# [Work required]
Return every line of the material below without any change, keeping the original order.

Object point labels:
===============

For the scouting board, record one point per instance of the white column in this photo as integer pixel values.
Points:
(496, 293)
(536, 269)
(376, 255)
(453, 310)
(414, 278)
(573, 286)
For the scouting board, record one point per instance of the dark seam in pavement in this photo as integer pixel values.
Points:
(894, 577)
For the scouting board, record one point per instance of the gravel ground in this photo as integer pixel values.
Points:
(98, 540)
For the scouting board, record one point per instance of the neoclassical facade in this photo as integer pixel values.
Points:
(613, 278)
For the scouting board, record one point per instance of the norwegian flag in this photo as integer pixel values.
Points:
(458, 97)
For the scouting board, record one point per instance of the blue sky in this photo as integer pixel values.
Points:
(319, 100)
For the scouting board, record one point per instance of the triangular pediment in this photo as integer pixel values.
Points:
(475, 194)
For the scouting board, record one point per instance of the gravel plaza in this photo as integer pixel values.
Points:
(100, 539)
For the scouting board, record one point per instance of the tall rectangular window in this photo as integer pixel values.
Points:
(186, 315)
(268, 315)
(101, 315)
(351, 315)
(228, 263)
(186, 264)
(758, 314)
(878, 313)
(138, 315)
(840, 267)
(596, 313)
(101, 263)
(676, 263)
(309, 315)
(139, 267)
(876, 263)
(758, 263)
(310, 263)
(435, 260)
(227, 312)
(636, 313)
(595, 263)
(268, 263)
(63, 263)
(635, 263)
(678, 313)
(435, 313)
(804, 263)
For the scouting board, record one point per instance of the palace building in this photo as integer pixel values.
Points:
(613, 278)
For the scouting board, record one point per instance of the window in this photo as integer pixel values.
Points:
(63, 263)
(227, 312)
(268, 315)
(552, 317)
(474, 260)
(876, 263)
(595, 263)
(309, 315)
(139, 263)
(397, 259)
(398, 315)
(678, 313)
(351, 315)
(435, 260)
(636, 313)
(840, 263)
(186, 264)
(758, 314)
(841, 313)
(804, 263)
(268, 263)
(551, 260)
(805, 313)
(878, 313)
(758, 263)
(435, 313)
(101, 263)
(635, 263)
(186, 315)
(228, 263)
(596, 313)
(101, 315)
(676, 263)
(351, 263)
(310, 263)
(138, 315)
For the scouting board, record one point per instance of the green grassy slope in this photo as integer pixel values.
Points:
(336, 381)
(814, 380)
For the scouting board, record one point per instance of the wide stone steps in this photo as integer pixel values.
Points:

===============

# [Solved exercise]
For the scouting board, record one point per instance of the white column in this photo as integer pixel values.
Points:
(496, 293)
(536, 269)
(376, 255)
(453, 310)
(414, 278)
(573, 286)
For the scouting board, record one point per instance of the dark seam in pavement in this photo as integer pixel values.
Points:
(894, 577)
For the scouting board, record one point per instance of the gravel ground in this photo as integer pixel values.
Points:
(98, 540)
For the scouting board, record one point per instance of the neoclassical facade in this photo as integer pixel values.
Points:
(613, 278)
For the scouting board, record one point per instance of the norwegian flag in this photo as integer pixel values.
Points:
(458, 97)
For the scouting board, record one point per instance of the blue sky in this photo as integer pixel values.
Points:
(319, 100)
For the scouting board, record one point per instance of the triangular pediment in this photo as integer pixel values.
Points:
(475, 194)
For the scouting board, record one point per instance of the gravel plaza in this photo as integer pixel values.
Points:
(100, 539)
For the scouting board, record one point per instance of the tall rectangular window in this photo as integer pixel values.
Points:
(186, 315)
(268, 315)
(101, 315)
(351, 315)
(228, 263)
(186, 264)
(758, 314)
(878, 313)
(138, 315)
(840, 267)
(596, 313)
(101, 263)
(676, 263)
(309, 315)
(139, 267)
(876, 263)
(758, 263)
(310, 263)
(435, 260)
(227, 312)
(636, 313)
(595, 263)
(268, 263)
(63, 263)
(635, 263)
(678, 313)
(435, 313)
(804, 263)
For the scouting board, record one point per instance of the palace building in this photo as integer pixel values.
Points:
(613, 278)
For the scouting board, record one point per instance of the window in this photo as integer pixel values.
Points:
(63, 263)
(227, 312)
(268, 315)
(552, 317)
(474, 260)
(876, 263)
(595, 263)
(309, 315)
(139, 263)
(397, 259)
(398, 315)
(678, 313)
(351, 315)
(435, 260)
(636, 313)
(840, 263)
(186, 264)
(758, 314)
(841, 313)
(804, 263)
(268, 263)
(551, 260)
(805, 313)
(878, 313)
(758, 263)
(435, 313)
(101, 263)
(635, 263)
(186, 315)
(228, 263)
(596, 313)
(101, 315)
(676, 263)
(351, 263)
(310, 263)
(138, 315)
For the scouting board, record one point per instance of the green grassy slope in this photo as integer pixel values.
Points:
(336, 381)
(814, 380)
For the scouting board, record one point per instance of the wide stone steps in this photo as integer pixel values.
Points:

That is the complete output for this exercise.